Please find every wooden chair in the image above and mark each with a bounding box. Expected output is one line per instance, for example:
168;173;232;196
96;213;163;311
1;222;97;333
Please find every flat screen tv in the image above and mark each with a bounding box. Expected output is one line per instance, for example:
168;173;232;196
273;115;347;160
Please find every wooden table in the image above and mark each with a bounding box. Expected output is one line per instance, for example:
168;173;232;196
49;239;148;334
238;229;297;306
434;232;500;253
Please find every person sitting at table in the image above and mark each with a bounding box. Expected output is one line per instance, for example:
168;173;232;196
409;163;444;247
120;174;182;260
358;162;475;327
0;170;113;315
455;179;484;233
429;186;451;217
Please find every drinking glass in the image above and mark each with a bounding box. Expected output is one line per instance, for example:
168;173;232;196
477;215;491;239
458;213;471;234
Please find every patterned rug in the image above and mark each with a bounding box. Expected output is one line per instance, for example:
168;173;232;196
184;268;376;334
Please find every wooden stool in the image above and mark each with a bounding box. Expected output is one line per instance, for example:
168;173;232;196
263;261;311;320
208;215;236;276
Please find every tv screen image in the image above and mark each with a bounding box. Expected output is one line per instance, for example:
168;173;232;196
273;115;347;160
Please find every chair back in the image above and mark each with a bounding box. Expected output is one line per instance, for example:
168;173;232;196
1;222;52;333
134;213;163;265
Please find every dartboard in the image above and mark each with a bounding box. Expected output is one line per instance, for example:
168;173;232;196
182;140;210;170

- - - -

**Exercise**
Give the lines of the records above, from the line that contains "Please find every patterned" to the line that contains "184;268;376;334", both included, as a numbered list with blank lines omitted.

**Answer to this task**
1. Please find every patterned rug in the image above and mark each with a bounding box. Expected output is one line per instance, for example:
2. 168;173;232;196
3. 184;268;376;334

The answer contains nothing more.